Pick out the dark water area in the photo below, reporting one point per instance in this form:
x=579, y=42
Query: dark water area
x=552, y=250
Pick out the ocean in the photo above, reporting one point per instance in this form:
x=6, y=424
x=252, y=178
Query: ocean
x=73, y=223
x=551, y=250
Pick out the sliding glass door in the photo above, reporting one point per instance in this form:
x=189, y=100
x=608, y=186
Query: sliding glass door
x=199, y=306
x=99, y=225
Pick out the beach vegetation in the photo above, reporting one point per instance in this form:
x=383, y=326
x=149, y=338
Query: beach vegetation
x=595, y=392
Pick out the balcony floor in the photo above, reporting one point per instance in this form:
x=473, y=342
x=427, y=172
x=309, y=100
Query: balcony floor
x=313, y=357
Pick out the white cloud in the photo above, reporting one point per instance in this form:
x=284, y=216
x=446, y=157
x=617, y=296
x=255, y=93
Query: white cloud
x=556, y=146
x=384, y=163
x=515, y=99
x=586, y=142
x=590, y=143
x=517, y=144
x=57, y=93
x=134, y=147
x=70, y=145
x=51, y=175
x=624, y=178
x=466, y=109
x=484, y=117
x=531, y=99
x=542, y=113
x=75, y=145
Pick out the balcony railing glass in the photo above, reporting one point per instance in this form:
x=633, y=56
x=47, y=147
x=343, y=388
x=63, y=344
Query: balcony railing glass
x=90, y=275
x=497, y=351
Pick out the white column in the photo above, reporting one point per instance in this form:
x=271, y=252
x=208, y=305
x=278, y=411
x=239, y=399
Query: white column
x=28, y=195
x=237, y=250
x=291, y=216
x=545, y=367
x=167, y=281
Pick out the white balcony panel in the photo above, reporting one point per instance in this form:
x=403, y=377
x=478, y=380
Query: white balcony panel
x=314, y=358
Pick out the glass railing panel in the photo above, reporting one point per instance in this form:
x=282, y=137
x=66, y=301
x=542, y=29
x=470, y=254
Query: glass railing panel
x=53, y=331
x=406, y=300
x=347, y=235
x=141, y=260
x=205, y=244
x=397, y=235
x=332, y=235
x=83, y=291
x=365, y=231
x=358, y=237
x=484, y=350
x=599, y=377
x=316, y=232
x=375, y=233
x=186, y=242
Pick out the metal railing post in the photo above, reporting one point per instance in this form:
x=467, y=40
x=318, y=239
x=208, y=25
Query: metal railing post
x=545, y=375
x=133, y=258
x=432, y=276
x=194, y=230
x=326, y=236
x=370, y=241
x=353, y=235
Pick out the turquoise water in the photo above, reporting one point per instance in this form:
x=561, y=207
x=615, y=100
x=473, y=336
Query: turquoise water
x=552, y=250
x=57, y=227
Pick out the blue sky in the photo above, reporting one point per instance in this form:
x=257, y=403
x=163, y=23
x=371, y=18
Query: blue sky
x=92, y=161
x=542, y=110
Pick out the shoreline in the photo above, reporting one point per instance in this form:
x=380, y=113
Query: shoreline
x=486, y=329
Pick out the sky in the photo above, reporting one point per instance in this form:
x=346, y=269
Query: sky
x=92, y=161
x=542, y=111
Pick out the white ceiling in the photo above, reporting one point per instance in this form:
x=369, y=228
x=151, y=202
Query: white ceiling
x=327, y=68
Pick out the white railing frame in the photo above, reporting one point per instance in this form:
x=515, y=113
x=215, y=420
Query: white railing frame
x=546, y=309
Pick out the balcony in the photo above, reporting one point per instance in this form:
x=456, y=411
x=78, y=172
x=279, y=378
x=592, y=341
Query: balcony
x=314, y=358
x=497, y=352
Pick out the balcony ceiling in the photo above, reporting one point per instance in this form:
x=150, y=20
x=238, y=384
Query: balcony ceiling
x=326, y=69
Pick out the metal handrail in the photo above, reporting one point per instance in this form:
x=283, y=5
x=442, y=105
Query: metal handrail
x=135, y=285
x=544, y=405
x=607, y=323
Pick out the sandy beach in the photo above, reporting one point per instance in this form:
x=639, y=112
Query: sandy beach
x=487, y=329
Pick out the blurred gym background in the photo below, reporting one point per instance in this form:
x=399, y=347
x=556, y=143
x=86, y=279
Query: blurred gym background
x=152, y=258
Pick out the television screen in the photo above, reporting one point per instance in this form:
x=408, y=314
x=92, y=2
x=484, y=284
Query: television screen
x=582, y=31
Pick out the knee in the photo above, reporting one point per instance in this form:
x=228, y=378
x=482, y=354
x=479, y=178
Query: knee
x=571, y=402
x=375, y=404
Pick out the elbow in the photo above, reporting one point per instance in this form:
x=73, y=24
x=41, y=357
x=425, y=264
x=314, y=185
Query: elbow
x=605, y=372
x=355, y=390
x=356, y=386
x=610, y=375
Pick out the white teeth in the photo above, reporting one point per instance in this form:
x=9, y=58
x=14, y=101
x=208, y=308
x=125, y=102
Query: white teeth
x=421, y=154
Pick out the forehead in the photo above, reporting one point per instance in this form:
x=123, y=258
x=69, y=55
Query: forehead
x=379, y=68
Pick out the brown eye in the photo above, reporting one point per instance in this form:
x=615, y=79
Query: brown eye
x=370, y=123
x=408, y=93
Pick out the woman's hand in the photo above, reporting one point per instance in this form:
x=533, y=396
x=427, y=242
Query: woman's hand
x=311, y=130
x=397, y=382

What the task requires: Recast the lines between the ones holding "Pick out the white ceiling" and "x=610, y=375", inclusive, as a Markdown table with a Row column numbering each line and an Entry column giving the line itself, skipping any blank lines.

Reply:
| Row | Entry |
|---|---|
| 1 | Pick out the white ceiling in the photo above, reporting one point per instance in this form: |
| 2 | x=369, y=228 |
| 3 | x=151, y=202 |
| 4 | Query: white ceiling |
| 5 | x=327, y=68 |
| 6 | Pick out the white railing frame in the photo above, reporting one point per instance in this form: |
| 7 | x=515, y=113 |
| 8 | x=215, y=420 |
| 9 | Query: white railing frame |
| 10 | x=546, y=309 |
| 11 | Pick out the balcony in the photo above, reporting one point per instance in this form: |
| 12 | x=456, y=411 |
| 13 | x=78, y=172 |
| 14 | x=279, y=378 |
| 15 | x=592, y=341 |
| 16 | Query: balcony |
| 17 | x=314, y=358 |
| 18 | x=497, y=352 |
| 19 | Pick out the balcony ceiling in the photo above, reporting one point per instance in this form: |
| 20 | x=150, y=20 |
| 21 | x=238, y=384 |
| 22 | Query: balcony ceiling |
| 23 | x=326, y=69 |
| 24 | Pick out the metal handrail in the photo above, reporting one point per instance in this form: |
| 25 | x=283, y=5 |
| 26 | x=442, y=105 |
| 27 | Query: metal handrail |
| 28 | x=135, y=285 |
| 29 | x=544, y=405 |
| 30 | x=607, y=323 |
| 31 | Pick out the sandy beach in the photo above, reporting one point per instance in this form: |
| 32 | x=639, y=112 |
| 33 | Query: sandy beach |
| 34 | x=487, y=329 |
| 35 | Pick out the blurred gym background in the photo below, reporting one point per instance in this form: |
| 36 | x=399, y=347 |
| 37 | x=556, y=143 |
| 38 | x=86, y=279 |
| 39 | Query: blurred gym background |
| 40 | x=152, y=258 |
| 41 | Pick out the television screen in the photo above, reporting one point per instance in this form: |
| 42 | x=408, y=314 |
| 43 | x=92, y=2 |
| 44 | x=484, y=284 |
| 45 | Query: television screen |
| 46 | x=582, y=31 |
| 47 | Pick out the knee in the photo above, reporting one point per instance in this form: |
| 48 | x=228, y=378 |
| 49 | x=482, y=354 |
| 50 | x=479, y=178 |
| 51 | Query: knee |
| 52 | x=571, y=402 |
| 53 | x=375, y=404 |
| 54 | Pick out the elbow in the photo above, reporting one point per instance in this form: |
| 55 | x=73, y=24 |
| 56 | x=41, y=357 |
| 57 | x=425, y=264 |
| 58 | x=314, y=185 |
| 59 | Query: elbow |
| 60 | x=605, y=372 |
| 61 | x=355, y=390 |
| 62 | x=356, y=386 |
| 63 | x=610, y=375 |